- [Input material]:

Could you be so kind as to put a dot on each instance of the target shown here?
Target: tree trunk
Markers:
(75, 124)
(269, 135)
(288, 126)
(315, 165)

- [Task directions]:
I'd like every record written out exactly as given.

- [Written response]:
Could you be so kind as to put a dot on each instance of the target shown here?
Target: tree trunk
Markers:
(75, 124)
(269, 135)
(288, 126)
(315, 165)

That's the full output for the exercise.